------ PAGE TEXT

Salted Joins#
When joining DataFrames in Spark with a Sort Merge Join, all the data with the same join keys will be moved to the same partition. Spark works best when partitions are of roughly equal size. If the data are skewed so that some partitions are much larger than others, then a disproportionate amount of time will be spent on dealing with data in one partition.
Attempting to force a repartition of the DataFrame with .repartition()
(PySpark) or sdf_repartition()
(sparklyr) will not work, as a Sort Merge Join will then automatically shuffle the data based on join keys. Note that this issue will not occur if the smaller DataFrame is able to be broadcast, since that does not force a shuffle of the DataFrames.
To resolve this issue, we can change the join keys manually, so that the larger partitions get split into smaller ones. This is called salting.
Salted Join Example#
First, create a Spark session. Note that the DataFrame used in this example is artificially created and is ten million rows long, so this may not work if using a local session with only a small amount of memory. Note that broadcast joins are being disabled by default.
import os
from pyspark.sql import SparkSession, functions as F
spark = (SparkSession.builder.master("local[2]")
.appName("joins")
# Disable Broadcast join by default
.config("spark.sql.autoBroadcastJoinThreshold", -1)
.getOrCreate())
library(sparklyr)
library(dplyr)
no_broadcast_config <- sparklyr::spark_config()
# Disable Broadcast join by default
no_broadcast_config$spark.sql.autoBroadcastJoinThreshold <- -1
sc <- sparklyr::spark_connect(
master = "local[2]",
app_name = "joins",
config = no_broadcast_config)
Create a DataFrame with excessive skew by using spark.range()
/sdf_seq()
to create a one column DF with an id
column, then assigning an arbitrary letter from A
to E
.
row_ct = 10**7
skewed_df = spark.range(row_ct).withColumn("join_col", F.when(F.col("id") < 100, "A")
.when(F.col("id") < 1000, "B")
.when(F.col("id") < 10000, "C")
.when(F.col("id") < 100000, "D")
.otherwise("E"))
row_ct <- 10 ** 7
skewed_df <- sparklyr::sdf_seq(sc, 0, row_ct - 1) %>%
sparklyr::mutate(join_col = dplyr::case_when(
id < 100 ~ "A",
id < 1000 ~ "B",
id < 10000 ~ "C",
id < 100000 ~ "D",
TRUE ~ "E"))
To show just how skewed this DF is, group the data by join_col
and get the row count; 99% of the values of join_col
are "E"
:
(skewed_df
.groupBy("join_col")
.count()
.withColumn("pct_of_data", F.round((F.col("count") / row_ct) * 100, 3))
.show())
skewed_df %>%
dplyr::group_by(join_col) %>%
dplyr::summarise(count = n()) %>%
sparklyr::mutate(pct_of_data = round((count / row_ct) * 100, 3)) %>%
sparklyr::collect() %>%
print()
+--------+-------+-----------+
|join_col| count|pct_of_data|
+--------+-------+-----------+
| E|9900000| 99.0|
| B| 900| 0.009|
| D| 90000| 0.9|
| C| 9000| 0.09|
| A| 100| 0.001|
+--------+-------+-----------+
# A tibble: 5 × 3
join_col count pct_of_data
<chr> <dbl> <dbl>
1 B 900 0.009
2 E 9900000 99
3 D 90000 0.9
4 C 9000 0.09
5 A 100 0.001
Create another DF, small_df
that will be joined to skewed_df
. This is a simple mapping of letters to numbers.

------------

--- DIRECTIONS ---
1. Could you scale the entries below by multiplying every point coordinate in their answers by 2.5 and rounding to whole numbers, with halves rounding up, then give all of their lines again with the request lines included unchanged?
2. Can you write the next part of the salted joins text above, picking up right after its last sentence?

------ EXTRACTED MATERIAL

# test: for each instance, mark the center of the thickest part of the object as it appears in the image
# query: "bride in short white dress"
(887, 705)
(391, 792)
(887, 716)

------------

--- EXPECTED RESULTS ---
1.
# test: for each instance, mark the center of the thickest part of the object as it appears in the image
# query: "bride in short white dress"
(2218, 1763)
(978, 1980)
(2218, 1790)

2.
small_df = spark.createDataFrame([
["A", 1],
["B", 2],
["C", 3],
["D", 4],
["E", 5]
], ["join_col", "number_col"])
small_df <- sparklyr::sdf_copy_to(sc, data.frame(
join_col = LETTERS[1:5],
number_col = 1:5))
Now join, using the default Sort Merge Join:
joined_df = skewed_df.join(small_df, on="join_col", how="left")
joined_df <- skewed_df %>%
sparklyr::left_join(small_df, by="join_col")
We want to see how the DataFrame is processed on the cluster using the Spark UI, so use .count()
and set the job description with .setJobDescription()
/invoke("setJobDescription", ...)
:
spark.sparkContext.setJobDescription("Row Count")
joined_df.count()
sc %>%
sparklyr::spark_context() %>%
sparklyr::invoke("setJobDescription", "Row Count")
sparklyr::sdf_nrow(joined_df)
10000000
NULL
[1] 1e+07
Group the data to verify the result of the join:
spark.sparkContext.setJobDescription("Show Grouped Data")
joined_df.groupBy("join_col", "number_col").count().show()
sc %>%
sparklyr::spark_context() %>%
sparklyr::invoke("setJobDescription", "Show Grouped Data")
joined_df %>%
dplyr::group_by(join_col, number_col) %>%
dplyr::summarise(count = n()) %>%
sparklyr::collect() %>%
print()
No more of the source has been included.